** START OF Data extract **

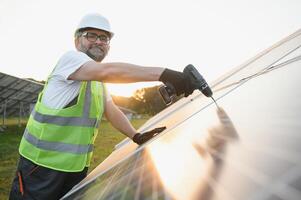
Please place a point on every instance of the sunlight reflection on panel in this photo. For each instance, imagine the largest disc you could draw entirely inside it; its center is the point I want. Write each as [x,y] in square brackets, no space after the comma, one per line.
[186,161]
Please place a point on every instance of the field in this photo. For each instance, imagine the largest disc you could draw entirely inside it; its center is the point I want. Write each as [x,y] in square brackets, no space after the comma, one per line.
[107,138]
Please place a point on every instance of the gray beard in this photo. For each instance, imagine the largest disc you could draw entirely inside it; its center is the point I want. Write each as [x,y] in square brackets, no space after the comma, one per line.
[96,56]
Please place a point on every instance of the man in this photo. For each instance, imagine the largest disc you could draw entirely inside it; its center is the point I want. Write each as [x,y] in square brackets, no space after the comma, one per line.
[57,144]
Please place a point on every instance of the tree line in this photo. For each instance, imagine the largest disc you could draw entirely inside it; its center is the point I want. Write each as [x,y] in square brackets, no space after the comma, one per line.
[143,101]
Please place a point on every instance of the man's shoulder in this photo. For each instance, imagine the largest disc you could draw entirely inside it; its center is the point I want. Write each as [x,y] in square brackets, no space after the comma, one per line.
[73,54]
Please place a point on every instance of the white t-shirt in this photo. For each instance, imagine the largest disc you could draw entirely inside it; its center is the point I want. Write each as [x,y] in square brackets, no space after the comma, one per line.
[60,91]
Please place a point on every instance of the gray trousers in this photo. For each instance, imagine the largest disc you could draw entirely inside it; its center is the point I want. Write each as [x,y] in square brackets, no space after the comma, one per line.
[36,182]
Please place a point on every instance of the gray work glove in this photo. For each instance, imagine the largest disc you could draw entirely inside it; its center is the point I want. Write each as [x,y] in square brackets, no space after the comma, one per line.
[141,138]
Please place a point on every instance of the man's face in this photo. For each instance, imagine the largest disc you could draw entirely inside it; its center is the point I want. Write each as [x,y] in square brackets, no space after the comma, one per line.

** END OF Data extract **

Description of the task —
Pictures don't belong in the copy. Transcribe every record exactly as it appears.

Solution for this problem —
Please place a point on every instance of the sunlight reflection on panel in this photo. For each instance, imagine the largest disc you could draw entirely inside it; its center is the point I want. Write each as [x,y] in square brackets, no space after the comma, one per line.
[186,161]
Please place a point on every instance of the field in this photo. For each instance, imagine the largest disc you could draw entirely inside it; its center is the point I want. Write each as [x,y] in square brackets, no space after the comma, one per line.
[107,138]
Please place a point on every instance of the gray beard in this photo. For each instance, imagine the largest disc you could draw entirely inside it; its center is the point I want. Write each as [x,y] in square brackets, no space after the comma, one per line.
[96,56]
Please place a point on every instance of the man in this photo. For each instance, imagine the largest disc you could draw entirely inside it; its center is the point I want. Write each as [x,y] in square brackets, no space after the comma, one per line.
[57,144]
Please place a point on every instance of the tree line in this photo. For each instance, imagine the largest disc you could draw entirely inside it; its center is the point I want. Write each as [x,y] in square brackets, no space after the comma, one per line.
[143,101]
Please place a point on every instance of the man's shoulder in this photo. For each instance, imagine the largest disc you could draw entirely inside it; its center is the point I want. Write each as [x,y] in square brackets, no space after the comma, one per line.
[73,54]
Please place a point on every instance of the white t-shirt in this photo. For each instance, imagine the largest disc you could draw entirely inside it; its center is the point I want. Write each as [x,y] in square brackets, no space after the comma, one per line.
[60,91]
Please place a point on every instance of the gray trousers in this photo. For each instance, imagine the largest disc you could draw entirely inside it; its center is the point I want. Write each as [x,y] in square brackets, no space after the comma, one per line.
[36,182]
Please place a point on every instance of the gray work glove in this photo. For each instance, imagine the largest disc you could draw entirely inside it; its center is the point I want. Write each as [x,y] in square brackets, no space after the comma, one per line.
[141,138]
Please place a point on every instance of the man's face in this photo. For each instance, imagine the largest disc you could draw entirely inside it; its center is the point I want. Write each as [x,y] in square brackets, no space after the comma, one per line.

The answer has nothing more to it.